* [Required action]:
Look through the records and report how many lines include the word "image", with no other words.

* [The records]:

::::

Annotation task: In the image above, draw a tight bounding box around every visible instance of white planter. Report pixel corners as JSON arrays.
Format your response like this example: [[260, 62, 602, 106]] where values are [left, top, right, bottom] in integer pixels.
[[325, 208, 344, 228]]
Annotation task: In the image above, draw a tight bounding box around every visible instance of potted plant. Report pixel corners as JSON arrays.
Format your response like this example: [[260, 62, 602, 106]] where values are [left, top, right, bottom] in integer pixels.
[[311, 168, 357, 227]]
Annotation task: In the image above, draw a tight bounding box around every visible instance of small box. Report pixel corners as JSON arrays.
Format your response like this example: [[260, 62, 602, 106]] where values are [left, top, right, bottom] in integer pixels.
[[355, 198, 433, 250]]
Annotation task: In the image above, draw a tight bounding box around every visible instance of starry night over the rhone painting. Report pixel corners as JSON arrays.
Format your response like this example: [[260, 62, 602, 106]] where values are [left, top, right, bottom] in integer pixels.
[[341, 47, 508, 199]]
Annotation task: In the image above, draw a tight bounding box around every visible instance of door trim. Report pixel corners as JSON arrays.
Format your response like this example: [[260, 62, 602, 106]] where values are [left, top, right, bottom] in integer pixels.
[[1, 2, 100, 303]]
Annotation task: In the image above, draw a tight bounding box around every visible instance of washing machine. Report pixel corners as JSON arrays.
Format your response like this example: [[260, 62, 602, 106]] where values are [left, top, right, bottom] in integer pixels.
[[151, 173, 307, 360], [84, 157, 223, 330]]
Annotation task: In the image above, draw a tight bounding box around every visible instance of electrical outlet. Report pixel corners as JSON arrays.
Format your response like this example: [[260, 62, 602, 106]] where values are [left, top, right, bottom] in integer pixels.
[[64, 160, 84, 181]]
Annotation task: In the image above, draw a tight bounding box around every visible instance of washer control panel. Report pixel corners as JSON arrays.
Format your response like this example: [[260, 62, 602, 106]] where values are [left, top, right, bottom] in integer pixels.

::::

* [Reply to the exercise]:
8